STATED GOAL:
Answer these from the Shanghai Young Bakers text:
1. What age range of youth does the program train?
2. How many students made up the first batch when the project launched in February 2009?
3. Which organization is named as the program's governing body?

TEXT BLOCK:
START
Shanghai Young Bakers (SYB) is a nonprofit program based in Shanghai, China providing a fully sponsored training in French and Chinese bakery and pastry to disadvantaged Chinese youth from 17 to 23 years of age. The goal is to allow them to find qualified jobs in the bakery-pastry making sector and lead an independent life after graduation.

History 
Shanghai Young Bakers was initiated in 2008 as a social innovation project by the French Junior Economic Chamber of Shanghai.

A group of 12 French people, who had been living in China for a few years, wished to contribute a meaningful project to the country that had welcomed them. Inspired by a social bakery La Boulangerie Française in Huế, Vietnam,  they discovered that there was a high demand for French bakery in China as well, due to the rapid growth of bakeries and 4/5 stars hotels. Given the lack of a high-quality French bakery training in China at that time, SYB was created in order to equip the underprivileged with a skill that was needed on the job market.

The project was officially launched in February 2009 with the first batch of 16 students. Initially six-months long, the training now lasts one year.

Since 2021, the project was handed over to Shanghai Ruifeng welfare center. Today, Jiajia Wang, the Executive Director of SYB and President of Ruifeng Welfare Center, collaborate with other staff, interns and volunteers of different nationalities to build a fully-sponsored vocational training program in French bakery for marginalized Chinese youth.

Social Mission 
Inspired by the Chinese proverb, SYB's motto is "Give an orphan some bread, you feed him for one day; teach him how to bake, you feed him for a lifetime!" With that in mind, SYB program puts a greater emphasis on equipping its trainees with skills rather than simply providing them with knowledge.

SYB's mission can be highlighted in three key words:

 Charity: Enable disadvantaged youth to lead independent lives through a qualified, empowering job 
SYB recruits students who formerly had no viable employment options, offers the training for free and targets 100% successful employment in bakery after graduation. Chi Heng Foundation, its governing body, guarantees the social mission of the SYB training program.
 Expertise: Become a leading reference in French traditional bakery training in China 
SYB works with the Ecole Francaise de Boulangerie et Pâtisserie d’Aurillac (EFBPA), qualified bakery professionals and local authorities to ensure a high-quality training that will eventually be officially and widely recognised throughout China.
 Sustainability: Achieve financial autonomy through a social enterprise model
The baking and pastry classes are given by SYB graduates educated at EFBPA in France, which forms a "giving back" cycle to support SYB sustainable development in return. SYB Baking Center and teaching resources allow more commercial activities to take place so that the generated revenue can support the training program, complement donations and alleviate financial burdens.
END
GIVEN INFORMATION:
START
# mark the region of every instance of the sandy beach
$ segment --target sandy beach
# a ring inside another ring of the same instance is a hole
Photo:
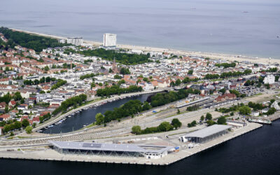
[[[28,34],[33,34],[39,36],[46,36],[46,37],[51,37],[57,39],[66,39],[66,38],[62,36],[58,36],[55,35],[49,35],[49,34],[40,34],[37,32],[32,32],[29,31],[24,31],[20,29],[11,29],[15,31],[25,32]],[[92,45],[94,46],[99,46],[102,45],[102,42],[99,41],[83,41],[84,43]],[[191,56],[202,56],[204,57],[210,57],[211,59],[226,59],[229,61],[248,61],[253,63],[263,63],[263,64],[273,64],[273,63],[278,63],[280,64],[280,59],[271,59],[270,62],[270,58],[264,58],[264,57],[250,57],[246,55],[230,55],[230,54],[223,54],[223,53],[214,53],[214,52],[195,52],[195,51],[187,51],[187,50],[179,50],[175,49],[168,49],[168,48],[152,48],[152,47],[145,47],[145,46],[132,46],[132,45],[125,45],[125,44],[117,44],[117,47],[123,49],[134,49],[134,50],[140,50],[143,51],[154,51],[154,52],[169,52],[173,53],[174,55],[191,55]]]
END
START
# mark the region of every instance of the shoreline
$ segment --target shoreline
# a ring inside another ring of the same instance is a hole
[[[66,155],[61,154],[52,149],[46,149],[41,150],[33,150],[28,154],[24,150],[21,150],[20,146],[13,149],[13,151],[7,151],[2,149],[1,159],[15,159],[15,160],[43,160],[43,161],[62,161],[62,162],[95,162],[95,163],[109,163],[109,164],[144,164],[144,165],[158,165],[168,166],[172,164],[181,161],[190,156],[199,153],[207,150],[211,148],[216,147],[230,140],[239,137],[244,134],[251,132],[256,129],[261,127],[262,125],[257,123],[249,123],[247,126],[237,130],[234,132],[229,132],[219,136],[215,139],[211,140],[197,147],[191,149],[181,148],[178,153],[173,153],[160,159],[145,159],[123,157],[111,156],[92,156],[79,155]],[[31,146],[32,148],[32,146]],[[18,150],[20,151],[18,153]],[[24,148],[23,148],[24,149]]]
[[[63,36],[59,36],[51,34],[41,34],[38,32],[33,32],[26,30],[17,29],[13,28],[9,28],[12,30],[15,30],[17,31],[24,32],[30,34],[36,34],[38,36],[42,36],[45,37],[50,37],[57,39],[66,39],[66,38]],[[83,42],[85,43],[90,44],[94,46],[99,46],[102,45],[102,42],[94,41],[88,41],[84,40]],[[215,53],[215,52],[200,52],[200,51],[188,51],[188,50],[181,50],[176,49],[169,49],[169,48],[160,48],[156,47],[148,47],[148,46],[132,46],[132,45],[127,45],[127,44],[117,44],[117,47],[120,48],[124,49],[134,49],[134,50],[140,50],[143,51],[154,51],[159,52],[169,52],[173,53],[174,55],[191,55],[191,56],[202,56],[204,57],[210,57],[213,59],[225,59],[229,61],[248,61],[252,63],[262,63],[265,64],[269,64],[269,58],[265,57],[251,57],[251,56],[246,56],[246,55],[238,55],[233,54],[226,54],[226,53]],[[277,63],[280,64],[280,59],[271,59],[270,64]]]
END
THE RESULT:
1. From 17 to 23 years of age.
2. 16 students.
3. Chi Heng Foundation.